__Data for processing__:
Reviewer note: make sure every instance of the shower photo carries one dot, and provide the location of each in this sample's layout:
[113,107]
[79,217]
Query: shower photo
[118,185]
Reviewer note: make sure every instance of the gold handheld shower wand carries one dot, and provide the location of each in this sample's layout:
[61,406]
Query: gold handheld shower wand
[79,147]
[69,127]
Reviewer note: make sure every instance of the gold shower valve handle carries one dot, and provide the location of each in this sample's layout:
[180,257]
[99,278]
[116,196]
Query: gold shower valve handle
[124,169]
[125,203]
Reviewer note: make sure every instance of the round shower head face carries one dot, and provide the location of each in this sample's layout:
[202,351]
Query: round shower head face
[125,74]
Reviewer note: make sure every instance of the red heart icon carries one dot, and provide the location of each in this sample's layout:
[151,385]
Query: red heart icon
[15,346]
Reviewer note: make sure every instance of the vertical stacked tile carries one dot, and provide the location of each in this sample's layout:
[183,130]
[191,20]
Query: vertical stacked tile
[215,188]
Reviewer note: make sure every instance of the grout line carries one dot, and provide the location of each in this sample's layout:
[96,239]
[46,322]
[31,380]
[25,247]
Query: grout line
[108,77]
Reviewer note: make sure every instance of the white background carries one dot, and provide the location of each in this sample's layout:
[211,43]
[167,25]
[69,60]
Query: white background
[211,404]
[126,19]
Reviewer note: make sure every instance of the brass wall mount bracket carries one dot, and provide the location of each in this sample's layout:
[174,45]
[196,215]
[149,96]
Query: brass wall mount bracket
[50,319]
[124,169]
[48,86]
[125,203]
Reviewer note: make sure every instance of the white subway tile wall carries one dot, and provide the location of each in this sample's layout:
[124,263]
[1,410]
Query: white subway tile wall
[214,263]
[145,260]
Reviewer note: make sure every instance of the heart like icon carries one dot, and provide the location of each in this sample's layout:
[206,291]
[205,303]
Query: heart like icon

__Work to be completed__: Reproduce every line above without error.

__Finished exercise__:
Reviewer note: make sure every instance of the shower photo carries one dot, and provide the location of each in this sample's layout:
[113,107]
[79,217]
Query: shower photo
[118,185]
Reviewer note: make sure every instance of the gold handheld shower wand carries one dot, and provide the location of each in this sample's layout:
[61,406]
Query: gold handheld shower wand
[79,147]
[69,127]
Reviewer note: make sure every instance of the gold shower valve handle carries one dot, and provide the location of each in this sample's layout:
[180,257]
[99,278]
[116,196]
Query: gold shower valve handle
[124,169]
[125,203]
Reviewer note: make sure every instance of the round shower head face carries one dot, and provide the location of each in this sample's layout:
[202,351]
Query: round shower head face
[125,74]
Reviewer note: make sure every instance of the red heart icon carries one dot, and provide the location of each in this sample's layout:
[151,385]
Query: red heart icon
[15,346]
Reviewer note: make sure every instance of the vertical stacked tile carries one dot, and provide the location of each in this sample's layout:
[183,130]
[191,20]
Query: vertical stacked tile
[215,188]
Reviewer note: make sure every instance of the grout line carries one dot, and provide the location of each in this sample's layout:
[96,239]
[46,322]
[31,380]
[25,247]
Query: grout line
[108,77]
Reviewer note: make sure every instance of the white background carries one dot, and provide the location of each in this sample's layout:
[211,43]
[167,25]
[69,60]
Query: white background
[211,404]
[126,19]
Reviewer note: make sure every instance of the brass wall mount bracket carries one dot, and provide the location of each in this sample's layout:
[174,45]
[196,215]
[149,96]
Query: brass wall mount bracket
[50,319]
[124,169]
[48,86]
[125,203]
Reviewer note: make sure every instance of the white subway tile wall carries one dot, and provide the location of each in this sample's layout:
[124,263]
[1,410]
Query: white subway tile wall
[214,263]
[145,260]
Reviewer note: make sure every instance of the heart like icon carries one dot, and provide the location of each in this sample's layout:
[206,291]
[205,303]
Query: heart like icon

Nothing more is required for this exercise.